PROBLEM TO WORK ON: Copy out the data below, swapping "Indicate" for "Mark" at every occurrence and changing nothing else.
···
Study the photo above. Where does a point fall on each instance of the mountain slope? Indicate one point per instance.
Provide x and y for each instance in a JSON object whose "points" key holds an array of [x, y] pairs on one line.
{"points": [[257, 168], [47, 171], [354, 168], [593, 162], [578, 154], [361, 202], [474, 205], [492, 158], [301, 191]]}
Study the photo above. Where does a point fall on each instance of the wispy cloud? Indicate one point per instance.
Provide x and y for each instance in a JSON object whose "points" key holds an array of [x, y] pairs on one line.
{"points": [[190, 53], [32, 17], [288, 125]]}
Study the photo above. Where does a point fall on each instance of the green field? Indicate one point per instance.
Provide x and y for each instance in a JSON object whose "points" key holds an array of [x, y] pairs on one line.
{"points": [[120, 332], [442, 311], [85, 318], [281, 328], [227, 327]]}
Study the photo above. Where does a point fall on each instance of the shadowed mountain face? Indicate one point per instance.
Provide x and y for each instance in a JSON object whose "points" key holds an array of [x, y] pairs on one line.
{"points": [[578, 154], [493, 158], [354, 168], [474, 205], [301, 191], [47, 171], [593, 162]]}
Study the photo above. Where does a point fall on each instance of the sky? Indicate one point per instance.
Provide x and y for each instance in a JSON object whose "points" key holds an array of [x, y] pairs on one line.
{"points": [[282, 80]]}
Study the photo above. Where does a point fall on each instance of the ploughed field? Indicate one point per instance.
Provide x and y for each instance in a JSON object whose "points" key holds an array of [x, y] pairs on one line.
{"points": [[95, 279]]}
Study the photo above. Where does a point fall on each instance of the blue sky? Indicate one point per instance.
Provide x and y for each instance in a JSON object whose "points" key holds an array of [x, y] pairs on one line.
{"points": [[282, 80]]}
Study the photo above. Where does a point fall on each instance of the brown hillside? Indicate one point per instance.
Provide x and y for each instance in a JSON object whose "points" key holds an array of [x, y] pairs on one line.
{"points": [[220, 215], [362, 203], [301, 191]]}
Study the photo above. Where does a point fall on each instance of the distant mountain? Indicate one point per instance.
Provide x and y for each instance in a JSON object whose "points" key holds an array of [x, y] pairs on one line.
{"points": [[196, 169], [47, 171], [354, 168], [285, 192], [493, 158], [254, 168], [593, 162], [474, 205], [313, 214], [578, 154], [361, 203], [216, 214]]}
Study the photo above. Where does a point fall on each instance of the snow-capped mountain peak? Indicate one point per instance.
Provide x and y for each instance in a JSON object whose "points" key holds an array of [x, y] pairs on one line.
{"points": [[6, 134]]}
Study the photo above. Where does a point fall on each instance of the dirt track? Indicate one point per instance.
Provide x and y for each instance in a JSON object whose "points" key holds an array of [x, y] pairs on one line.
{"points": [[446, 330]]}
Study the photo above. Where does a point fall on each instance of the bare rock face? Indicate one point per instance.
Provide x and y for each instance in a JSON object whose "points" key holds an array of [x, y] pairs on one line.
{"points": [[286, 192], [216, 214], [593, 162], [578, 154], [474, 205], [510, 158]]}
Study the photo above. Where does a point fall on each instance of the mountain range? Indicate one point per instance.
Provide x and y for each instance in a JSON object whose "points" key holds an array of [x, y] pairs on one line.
···
COMPLETE OUTPUT:
Study the photo above. Where does a point fall on each instance of the mountain slope? Mark one point per instance.
Provide x and y for each instance in a JSON object whose "points" key holds an array of [x, y] pairs on one line.
{"points": [[257, 168], [47, 171], [354, 168], [593, 162], [578, 154], [361, 202], [474, 205], [492, 158], [301, 191]]}
Study the photo above. Where does a point fall on each instance of the wispy cloud? Mark one point per instance.
Provide x and y for each instance in a JSON object whose "points" key holds an array of [x, y] pairs on one line.
{"points": [[190, 53], [32, 17], [288, 125]]}
Study the photo above. Where does a point fall on each instance of the green field? Mark one point per instance.
Provide x and y for each instance in a JSON object whose "points" key holds an array of [x, y] pairs on one line.
{"points": [[120, 332], [442, 311], [85, 318], [281, 328], [227, 327]]}
Study the photo above. Where does a point fall on each instance of the shadowed mountain face? Mark one point per instance.
Provide x and y for each instance in a JSON object whose "points" key holds an array of [x, y] pairs on one line.
{"points": [[578, 154], [493, 158], [354, 168], [474, 205], [301, 191], [47, 171], [593, 162]]}
Study the photo above. Where does a point fall on each instance of the sky? Mark one point per instance.
Provide x and y for each instance in a JSON object whose "points" key holds an array of [x, y] pairs on one line.
{"points": [[282, 80]]}
Study the photo above. Where does a point fall on each instance of the ploughed field? Mark one point per instance.
Provide x and y for each instance in a JSON object whose "points" key holds an array of [x, y] pairs on one line.
{"points": [[95, 279]]}
Study the photo above. Where does a point fall on each instance of the blue sky? Mark one point per instance.
Provide x and y for each instance in a JSON object whose "points" key holds an array of [x, y] pairs on one line.
{"points": [[282, 80]]}
Study the photo above. Where does a point fall on each instance of the brown hillside? Mark one point per instance.
Provide x and y for each instance in a JSON object whose "points" key holds an array of [x, y] pairs on one line.
{"points": [[220, 215], [362, 203], [301, 191]]}
Study the photo above. Where does a point fall on each instance of the distant mountain? Mark one point per instance.
Provide x and y for each instance in a JSON object whose "points" key holds an array of [x, y] pairs on one line.
{"points": [[196, 169], [47, 171], [354, 168], [285, 192], [493, 158], [254, 168], [593, 162], [474, 205], [313, 214], [578, 154], [361, 203], [216, 214]]}
Study the photo above. Where does a point fall on each instance of the snow-capped mountain peak? Mark one point per instance.
Provide x and y for each instance in a JSON object whose "points" key holds an array of [x, y] pairs on one line.
{"points": [[6, 134]]}
Study the photo above. Where does a point fall on each instance of the dirt track? Mark one point per instance.
Provide x and y for each instance in a JSON object whose "points" key holds an array of [x, y] pairs on one line.
{"points": [[446, 330]]}
Study the photo above. Where does a point fall on each instance of the bare rock face? Mark one point per instance.
Provide x and y for each instance in a JSON object whose "points" key holds an array of [x, y] pairs on one line.
{"points": [[286, 192], [216, 214], [593, 162], [578, 154], [474, 205], [510, 158]]}
Study the photo above. Where does a point fall on each instance of the mountain range? Mark one point per instance.
Provide x and y for each instance in a JSON object whose "points" key holds an array of [x, y] pairs on one line.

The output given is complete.